(Part of a data file)
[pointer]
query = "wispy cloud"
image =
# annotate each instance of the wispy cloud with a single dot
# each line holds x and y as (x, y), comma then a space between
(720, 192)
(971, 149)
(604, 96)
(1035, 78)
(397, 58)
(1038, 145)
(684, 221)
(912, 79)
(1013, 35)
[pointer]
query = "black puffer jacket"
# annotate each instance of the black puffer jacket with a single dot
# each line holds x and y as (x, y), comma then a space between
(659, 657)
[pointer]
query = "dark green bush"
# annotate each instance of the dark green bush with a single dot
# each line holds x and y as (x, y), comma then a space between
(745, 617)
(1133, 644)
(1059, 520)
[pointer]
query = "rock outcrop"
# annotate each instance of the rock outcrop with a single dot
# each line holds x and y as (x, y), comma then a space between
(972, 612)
* * *
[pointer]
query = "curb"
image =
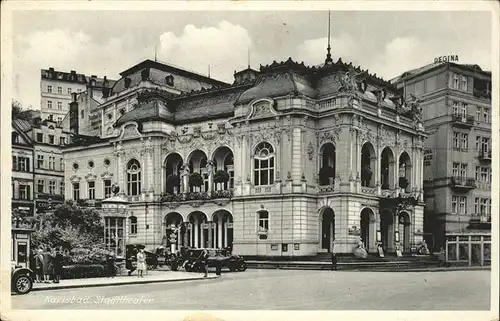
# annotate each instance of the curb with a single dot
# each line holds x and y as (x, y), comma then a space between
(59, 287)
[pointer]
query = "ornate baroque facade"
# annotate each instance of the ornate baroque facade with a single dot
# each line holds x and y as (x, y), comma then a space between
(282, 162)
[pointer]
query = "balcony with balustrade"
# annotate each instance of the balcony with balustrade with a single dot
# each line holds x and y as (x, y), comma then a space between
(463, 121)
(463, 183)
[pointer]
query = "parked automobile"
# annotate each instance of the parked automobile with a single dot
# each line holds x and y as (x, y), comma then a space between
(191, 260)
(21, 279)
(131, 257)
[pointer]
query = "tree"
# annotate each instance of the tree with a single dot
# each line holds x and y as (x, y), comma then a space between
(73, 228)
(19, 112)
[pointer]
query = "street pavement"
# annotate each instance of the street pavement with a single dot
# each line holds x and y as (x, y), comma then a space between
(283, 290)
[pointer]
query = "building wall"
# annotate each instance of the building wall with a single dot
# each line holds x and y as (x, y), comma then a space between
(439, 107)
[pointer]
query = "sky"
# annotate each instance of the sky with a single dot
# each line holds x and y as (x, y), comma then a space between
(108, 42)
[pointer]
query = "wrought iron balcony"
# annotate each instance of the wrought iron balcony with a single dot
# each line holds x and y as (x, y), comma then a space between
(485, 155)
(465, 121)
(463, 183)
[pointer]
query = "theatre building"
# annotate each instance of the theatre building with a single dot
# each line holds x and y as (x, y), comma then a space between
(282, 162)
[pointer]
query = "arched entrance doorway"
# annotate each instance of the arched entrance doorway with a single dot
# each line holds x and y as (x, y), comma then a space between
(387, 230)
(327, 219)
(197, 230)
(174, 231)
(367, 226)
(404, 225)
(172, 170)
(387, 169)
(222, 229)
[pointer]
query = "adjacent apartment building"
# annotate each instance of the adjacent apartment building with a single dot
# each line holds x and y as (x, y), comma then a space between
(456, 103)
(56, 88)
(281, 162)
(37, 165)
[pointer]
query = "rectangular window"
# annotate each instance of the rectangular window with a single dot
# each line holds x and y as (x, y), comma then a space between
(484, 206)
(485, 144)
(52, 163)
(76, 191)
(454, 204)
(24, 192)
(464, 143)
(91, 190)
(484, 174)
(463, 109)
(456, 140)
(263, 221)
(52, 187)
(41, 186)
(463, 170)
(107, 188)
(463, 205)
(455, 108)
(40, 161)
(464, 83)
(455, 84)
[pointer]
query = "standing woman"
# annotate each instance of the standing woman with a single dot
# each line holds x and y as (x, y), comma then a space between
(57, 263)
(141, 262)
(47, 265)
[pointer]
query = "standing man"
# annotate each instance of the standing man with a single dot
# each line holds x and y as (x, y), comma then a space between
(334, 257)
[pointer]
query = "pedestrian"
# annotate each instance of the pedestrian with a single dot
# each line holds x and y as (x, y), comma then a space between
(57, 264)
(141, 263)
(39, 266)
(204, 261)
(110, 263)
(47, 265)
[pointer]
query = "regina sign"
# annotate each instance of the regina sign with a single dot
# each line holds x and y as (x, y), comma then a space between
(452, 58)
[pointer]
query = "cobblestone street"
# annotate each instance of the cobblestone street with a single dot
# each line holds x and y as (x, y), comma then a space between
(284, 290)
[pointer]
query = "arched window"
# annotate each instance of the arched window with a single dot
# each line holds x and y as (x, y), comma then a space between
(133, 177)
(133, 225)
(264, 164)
* * *
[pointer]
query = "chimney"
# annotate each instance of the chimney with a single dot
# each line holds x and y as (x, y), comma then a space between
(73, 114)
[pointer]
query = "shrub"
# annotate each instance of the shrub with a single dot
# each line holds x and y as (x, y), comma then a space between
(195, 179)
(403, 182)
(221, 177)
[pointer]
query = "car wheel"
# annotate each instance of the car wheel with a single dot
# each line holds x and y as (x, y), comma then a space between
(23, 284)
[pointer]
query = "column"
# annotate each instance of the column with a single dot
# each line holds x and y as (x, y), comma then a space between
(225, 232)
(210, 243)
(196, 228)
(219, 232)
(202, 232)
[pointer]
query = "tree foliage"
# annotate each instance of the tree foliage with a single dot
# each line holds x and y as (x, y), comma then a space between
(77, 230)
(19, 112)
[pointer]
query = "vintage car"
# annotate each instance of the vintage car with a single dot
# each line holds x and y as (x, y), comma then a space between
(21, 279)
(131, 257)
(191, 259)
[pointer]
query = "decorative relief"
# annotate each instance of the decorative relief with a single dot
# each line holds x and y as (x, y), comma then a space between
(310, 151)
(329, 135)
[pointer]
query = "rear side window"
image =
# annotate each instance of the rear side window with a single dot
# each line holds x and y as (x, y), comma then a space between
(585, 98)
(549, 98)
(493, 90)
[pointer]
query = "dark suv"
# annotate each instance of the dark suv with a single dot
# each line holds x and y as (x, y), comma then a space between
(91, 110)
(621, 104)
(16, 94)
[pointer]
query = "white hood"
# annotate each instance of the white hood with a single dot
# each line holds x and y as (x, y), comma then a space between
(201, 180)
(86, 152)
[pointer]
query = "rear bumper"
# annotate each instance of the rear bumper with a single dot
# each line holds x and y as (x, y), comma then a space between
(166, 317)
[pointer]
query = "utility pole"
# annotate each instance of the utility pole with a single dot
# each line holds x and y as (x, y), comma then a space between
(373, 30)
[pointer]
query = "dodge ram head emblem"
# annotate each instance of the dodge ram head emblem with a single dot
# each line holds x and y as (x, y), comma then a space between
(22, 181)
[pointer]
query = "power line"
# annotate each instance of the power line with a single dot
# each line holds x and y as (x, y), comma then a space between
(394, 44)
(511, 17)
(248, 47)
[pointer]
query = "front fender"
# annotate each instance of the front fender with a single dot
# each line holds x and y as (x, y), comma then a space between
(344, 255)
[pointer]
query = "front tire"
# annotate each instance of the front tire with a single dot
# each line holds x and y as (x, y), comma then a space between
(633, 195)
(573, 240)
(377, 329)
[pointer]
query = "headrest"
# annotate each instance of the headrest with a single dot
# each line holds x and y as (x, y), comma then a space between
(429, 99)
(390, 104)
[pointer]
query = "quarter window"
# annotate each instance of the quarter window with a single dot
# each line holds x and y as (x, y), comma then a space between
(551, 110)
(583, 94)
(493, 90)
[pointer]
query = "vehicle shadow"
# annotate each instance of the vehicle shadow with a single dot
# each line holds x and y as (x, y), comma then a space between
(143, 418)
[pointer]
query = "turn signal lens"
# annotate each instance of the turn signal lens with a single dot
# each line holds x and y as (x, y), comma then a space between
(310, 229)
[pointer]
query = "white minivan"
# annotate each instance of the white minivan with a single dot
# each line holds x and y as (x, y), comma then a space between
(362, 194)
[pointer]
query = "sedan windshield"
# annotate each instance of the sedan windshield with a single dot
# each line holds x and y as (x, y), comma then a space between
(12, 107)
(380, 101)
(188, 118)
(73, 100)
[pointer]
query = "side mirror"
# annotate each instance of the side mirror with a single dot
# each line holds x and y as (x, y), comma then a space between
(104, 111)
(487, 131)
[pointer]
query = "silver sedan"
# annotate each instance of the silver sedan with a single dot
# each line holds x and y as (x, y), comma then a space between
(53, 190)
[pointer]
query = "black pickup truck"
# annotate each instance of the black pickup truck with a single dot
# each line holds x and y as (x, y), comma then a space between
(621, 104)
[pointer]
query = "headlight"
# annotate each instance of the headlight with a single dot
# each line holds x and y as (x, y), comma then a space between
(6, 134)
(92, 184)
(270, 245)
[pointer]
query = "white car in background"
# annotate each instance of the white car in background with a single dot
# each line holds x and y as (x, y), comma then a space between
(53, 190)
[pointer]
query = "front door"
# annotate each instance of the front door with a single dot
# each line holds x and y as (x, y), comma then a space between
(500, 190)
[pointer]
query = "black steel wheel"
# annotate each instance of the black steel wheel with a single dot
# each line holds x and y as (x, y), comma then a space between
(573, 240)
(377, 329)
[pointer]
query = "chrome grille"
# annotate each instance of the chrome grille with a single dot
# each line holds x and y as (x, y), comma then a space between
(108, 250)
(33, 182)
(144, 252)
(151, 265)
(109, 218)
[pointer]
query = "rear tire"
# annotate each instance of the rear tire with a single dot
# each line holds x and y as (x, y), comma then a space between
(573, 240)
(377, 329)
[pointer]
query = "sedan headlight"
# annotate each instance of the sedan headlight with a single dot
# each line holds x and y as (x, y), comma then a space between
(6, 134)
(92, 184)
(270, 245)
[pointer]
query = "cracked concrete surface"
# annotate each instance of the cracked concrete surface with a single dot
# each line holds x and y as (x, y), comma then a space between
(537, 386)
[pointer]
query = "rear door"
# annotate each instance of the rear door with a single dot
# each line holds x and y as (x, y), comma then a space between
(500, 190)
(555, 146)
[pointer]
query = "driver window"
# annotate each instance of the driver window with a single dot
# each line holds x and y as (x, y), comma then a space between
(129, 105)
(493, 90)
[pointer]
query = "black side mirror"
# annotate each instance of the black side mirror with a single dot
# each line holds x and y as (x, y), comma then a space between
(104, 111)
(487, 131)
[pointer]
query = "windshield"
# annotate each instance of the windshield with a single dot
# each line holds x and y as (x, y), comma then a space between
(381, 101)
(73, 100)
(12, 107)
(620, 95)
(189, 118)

### Your task
List every line in the data file above that includes the word "minivan".

### Task response
query = "white minivan"
# annotate each instance of the white minivan with a single dot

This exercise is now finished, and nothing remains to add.